=== Dataset rows ===

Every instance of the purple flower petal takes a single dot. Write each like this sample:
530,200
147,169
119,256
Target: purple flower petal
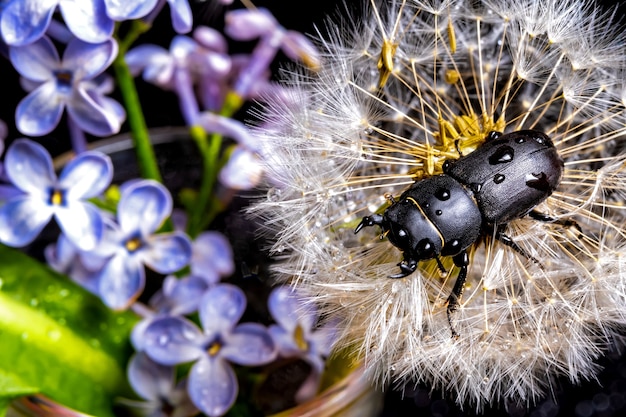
90,116
120,282
129,9
89,59
29,167
212,386
182,19
81,223
249,344
149,379
144,206
40,111
25,21
87,19
87,175
245,25
228,127
221,308
22,219
168,252
173,340
35,61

===

● **Request**
Lay out every line of the items above as a JSON list of strings, one string per line, and skip any blank lines. Leave the pictures out.

● **Solution below**
[
  "Every instance of the purple flower petal takes a single dot. Write each like this sample:",
  "530,200",
  "147,169",
  "119,256",
  "Target: purple flower petal",
  "90,116",
  "120,282",
  "129,9",
  "89,59",
  "29,167",
  "212,386",
  "182,19",
  "81,223",
  "249,344",
  "149,379",
  "144,206",
  "40,111",
  "25,21",
  "87,19",
  "87,175",
  "245,25",
  "228,127",
  "221,308",
  "22,219",
  "168,252",
  "173,340",
  "35,61"
]